Description of the task: Every record is to be restated exactly, with nothing left out.

Stored data entries:

+===+

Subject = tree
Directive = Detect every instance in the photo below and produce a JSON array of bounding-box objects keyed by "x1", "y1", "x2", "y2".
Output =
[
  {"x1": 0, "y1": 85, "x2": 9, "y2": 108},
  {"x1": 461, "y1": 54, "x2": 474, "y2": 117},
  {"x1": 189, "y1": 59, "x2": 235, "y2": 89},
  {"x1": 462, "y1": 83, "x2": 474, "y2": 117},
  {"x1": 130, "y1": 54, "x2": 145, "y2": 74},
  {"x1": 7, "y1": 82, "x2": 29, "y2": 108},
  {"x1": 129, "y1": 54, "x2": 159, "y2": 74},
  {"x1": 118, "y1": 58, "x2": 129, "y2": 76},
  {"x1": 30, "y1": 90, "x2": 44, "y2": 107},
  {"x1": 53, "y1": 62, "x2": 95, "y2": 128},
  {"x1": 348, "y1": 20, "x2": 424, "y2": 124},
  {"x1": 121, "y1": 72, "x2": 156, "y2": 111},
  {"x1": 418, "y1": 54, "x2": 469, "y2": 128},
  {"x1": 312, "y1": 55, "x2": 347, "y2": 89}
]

+===+

Written reply:
Subject = tree
Directive = Detect every instance in the photo below and produce a JSON array of bounding-box objects keyed by "x1", "y1", "x2", "y2".
Output =
[
  {"x1": 0, "y1": 85, "x2": 9, "y2": 108},
  {"x1": 461, "y1": 54, "x2": 474, "y2": 117},
  {"x1": 189, "y1": 59, "x2": 235, "y2": 89},
  {"x1": 462, "y1": 83, "x2": 474, "y2": 117},
  {"x1": 130, "y1": 54, "x2": 145, "y2": 74},
  {"x1": 7, "y1": 82, "x2": 29, "y2": 108},
  {"x1": 129, "y1": 54, "x2": 159, "y2": 74},
  {"x1": 118, "y1": 58, "x2": 129, "y2": 76},
  {"x1": 30, "y1": 90, "x2": 44, "y2": 107},
  {"x1": 53, "y1": 62, "x2": 95, "y2": 128},
  {"x1": 348, "y1": 20, "x2": 424, "y2": 124},
  {"x1": 121, "y1": 72, "x2": 156, "y2": 111},
  {"x1": 418, "y1": 54, "x2": 469, "y2": 128},
  {"x1": 312, "y1": 55, "x2": 347, "y2": 89}
]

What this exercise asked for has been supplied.